Coordinate labeling data

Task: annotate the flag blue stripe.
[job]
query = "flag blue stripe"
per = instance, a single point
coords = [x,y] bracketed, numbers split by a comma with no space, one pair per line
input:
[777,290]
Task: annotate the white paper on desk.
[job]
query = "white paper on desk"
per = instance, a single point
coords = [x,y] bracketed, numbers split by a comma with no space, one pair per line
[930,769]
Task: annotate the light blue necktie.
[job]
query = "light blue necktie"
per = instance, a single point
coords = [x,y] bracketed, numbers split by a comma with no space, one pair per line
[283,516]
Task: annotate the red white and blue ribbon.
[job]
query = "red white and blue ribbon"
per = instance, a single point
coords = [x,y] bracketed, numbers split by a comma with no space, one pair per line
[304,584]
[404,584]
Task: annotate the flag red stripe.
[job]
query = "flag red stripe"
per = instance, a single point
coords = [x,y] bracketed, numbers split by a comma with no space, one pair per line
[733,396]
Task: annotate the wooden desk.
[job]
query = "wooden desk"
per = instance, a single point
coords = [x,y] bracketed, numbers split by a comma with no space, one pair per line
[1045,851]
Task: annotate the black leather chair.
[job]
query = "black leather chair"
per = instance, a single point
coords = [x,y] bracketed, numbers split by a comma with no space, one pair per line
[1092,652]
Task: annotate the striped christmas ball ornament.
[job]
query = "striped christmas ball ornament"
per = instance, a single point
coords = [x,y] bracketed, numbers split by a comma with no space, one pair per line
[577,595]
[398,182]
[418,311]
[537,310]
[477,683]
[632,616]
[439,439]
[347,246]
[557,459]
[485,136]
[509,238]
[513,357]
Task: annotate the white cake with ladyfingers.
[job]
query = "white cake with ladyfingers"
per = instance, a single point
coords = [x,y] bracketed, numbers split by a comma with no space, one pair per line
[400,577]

» **Request**
Copy the lines from the one containing "Task: annotate the white cake" through the end of the rows, substituting "sponge fingers" for "ladyfingers" and leaving everything else unchanged.

» **Problem solution**
Task: annotate the white cake with sponge fingers.
[job]
query = "white cake with sponge fingers"
per = instance, a single point
coords = [x,y] bracketed, numbers split by a comma with no space, one pair per line
[400,577]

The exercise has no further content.